----- Records for this exercise -----

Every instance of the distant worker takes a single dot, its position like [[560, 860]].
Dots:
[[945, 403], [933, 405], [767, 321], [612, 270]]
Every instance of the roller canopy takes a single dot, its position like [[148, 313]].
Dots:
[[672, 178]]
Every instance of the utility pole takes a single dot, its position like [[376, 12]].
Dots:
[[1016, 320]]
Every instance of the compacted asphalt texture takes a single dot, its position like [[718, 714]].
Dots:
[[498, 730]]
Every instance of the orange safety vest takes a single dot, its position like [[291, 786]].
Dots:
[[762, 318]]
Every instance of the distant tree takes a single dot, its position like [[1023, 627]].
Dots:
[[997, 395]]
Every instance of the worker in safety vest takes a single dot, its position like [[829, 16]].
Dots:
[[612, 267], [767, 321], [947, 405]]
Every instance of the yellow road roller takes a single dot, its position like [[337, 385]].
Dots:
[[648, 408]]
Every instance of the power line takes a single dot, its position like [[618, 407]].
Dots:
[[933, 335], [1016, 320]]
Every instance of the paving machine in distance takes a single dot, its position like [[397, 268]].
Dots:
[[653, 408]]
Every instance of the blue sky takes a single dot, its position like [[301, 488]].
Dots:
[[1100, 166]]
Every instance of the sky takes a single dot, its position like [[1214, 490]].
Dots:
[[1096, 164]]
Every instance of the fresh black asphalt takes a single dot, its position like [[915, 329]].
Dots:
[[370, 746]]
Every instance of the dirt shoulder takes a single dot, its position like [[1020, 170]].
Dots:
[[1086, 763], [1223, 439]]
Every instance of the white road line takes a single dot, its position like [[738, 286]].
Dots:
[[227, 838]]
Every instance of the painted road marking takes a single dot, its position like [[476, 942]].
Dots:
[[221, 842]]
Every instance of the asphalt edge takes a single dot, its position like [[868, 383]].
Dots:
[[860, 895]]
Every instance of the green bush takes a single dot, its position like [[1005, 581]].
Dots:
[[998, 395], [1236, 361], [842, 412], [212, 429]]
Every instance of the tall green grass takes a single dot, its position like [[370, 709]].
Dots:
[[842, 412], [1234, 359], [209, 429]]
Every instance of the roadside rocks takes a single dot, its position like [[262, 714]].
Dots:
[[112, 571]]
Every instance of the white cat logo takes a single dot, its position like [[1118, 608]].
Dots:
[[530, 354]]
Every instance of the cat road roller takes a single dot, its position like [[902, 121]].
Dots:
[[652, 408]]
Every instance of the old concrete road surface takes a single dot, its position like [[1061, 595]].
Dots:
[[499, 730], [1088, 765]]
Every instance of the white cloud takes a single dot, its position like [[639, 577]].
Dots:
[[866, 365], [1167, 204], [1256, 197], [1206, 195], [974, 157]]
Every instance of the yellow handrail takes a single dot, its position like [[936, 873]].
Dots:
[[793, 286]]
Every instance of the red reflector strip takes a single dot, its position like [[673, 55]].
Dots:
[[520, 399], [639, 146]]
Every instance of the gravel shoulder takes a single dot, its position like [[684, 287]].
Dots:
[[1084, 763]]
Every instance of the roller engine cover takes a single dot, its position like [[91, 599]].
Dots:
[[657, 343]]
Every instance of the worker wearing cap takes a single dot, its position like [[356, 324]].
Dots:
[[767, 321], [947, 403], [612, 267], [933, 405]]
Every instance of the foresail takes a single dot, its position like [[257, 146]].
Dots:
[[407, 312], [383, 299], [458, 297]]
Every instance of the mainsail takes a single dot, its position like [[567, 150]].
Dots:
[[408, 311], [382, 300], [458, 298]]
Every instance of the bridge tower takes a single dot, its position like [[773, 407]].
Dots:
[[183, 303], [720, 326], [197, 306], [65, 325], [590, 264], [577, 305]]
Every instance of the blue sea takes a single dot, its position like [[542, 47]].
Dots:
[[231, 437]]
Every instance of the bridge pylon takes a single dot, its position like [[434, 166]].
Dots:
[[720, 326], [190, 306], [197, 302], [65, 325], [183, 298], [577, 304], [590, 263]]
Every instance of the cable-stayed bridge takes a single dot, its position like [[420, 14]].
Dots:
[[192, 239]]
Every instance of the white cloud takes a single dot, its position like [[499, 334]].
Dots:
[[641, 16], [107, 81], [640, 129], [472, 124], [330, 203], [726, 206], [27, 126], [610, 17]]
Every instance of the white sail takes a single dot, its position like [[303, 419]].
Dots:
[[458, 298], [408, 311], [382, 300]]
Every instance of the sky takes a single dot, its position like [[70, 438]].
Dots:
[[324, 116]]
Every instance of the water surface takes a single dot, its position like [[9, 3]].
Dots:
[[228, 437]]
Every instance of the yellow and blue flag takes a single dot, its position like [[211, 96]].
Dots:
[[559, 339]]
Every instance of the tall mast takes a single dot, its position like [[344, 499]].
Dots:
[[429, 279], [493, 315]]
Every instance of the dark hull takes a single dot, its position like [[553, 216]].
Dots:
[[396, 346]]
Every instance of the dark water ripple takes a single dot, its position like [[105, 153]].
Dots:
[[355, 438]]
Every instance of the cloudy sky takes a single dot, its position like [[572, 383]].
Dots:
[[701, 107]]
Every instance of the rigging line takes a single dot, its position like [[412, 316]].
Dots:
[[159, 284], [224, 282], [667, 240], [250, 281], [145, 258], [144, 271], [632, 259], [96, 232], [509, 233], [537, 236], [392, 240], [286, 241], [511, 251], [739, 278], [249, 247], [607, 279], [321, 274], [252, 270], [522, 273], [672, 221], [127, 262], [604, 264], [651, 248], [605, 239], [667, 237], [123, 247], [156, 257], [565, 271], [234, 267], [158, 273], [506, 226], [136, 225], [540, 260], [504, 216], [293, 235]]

-----

What is needed. Add 40 to every coordinate in the answer dots within the part of the records that opens with the line containing "Every instance of the distant tree" and closes with the line containing "[[998, 395], [1236, 361], [842, 412], [212, 429]]". Write out that whole part, both end lines and the requests included, leaving everything except those answer coordinates unchanged.

Answer to this task.
Every instance of the distant tree takes a single dot, its position like [[1023, 627]].
Dots:
[[1037, 435]]
Every instance of the worker in safety vest takes a single dot, its position like [[829, 16]].
Dots:
[[652, 307], [807, 361], [987, 445]]
Every instance of the yellow road roller takes a single dot, its position like [[337, 385]].
Dots:
[[688, 448]]
Every instance of the power line takes a single dot, its position like [[618, 407]].
Dots:
[[973, 375], [1056, 360]]
Every instance of the paving machine in distance takes a single dot, its position like [[397, 268]].
Dots:
[[693, 448]]
Every instance of the blue sky takes a single dot, its position like [[301, 488]].
Dots:
[[1140, 206]]
Every instance of the sky takes a single dot, its position like [[1214, 490]].
Dots:
[[1136, 204]]
Every instance of the fresh black asphalt takes a single dot, its position like [[915, 329]].
Dots:
[[410, 786]]
Every instance of the dirt shoulder takes a single dot, its position like [[1020, 170]].
Dots:
[[1126, 803], [1263, 479]]
Every instance of the white road line takes a single dot, its position like [[738, 286]].
Dots:
[[267, 878]]
Every instance of the painted road marking takes a single dot, its position like [[476, 942]].
Dots:
[[261, 882]]
Every instance of the asphalt edge takes a single dot, its position like [[868, 383]].
Dots:
[[900, 935]]
Every instance of the green bush takes a single dot, its position like [[1005, 581]].
Dots:
[[1038, 435], [1276, 401], [882, 452], [252, 469]]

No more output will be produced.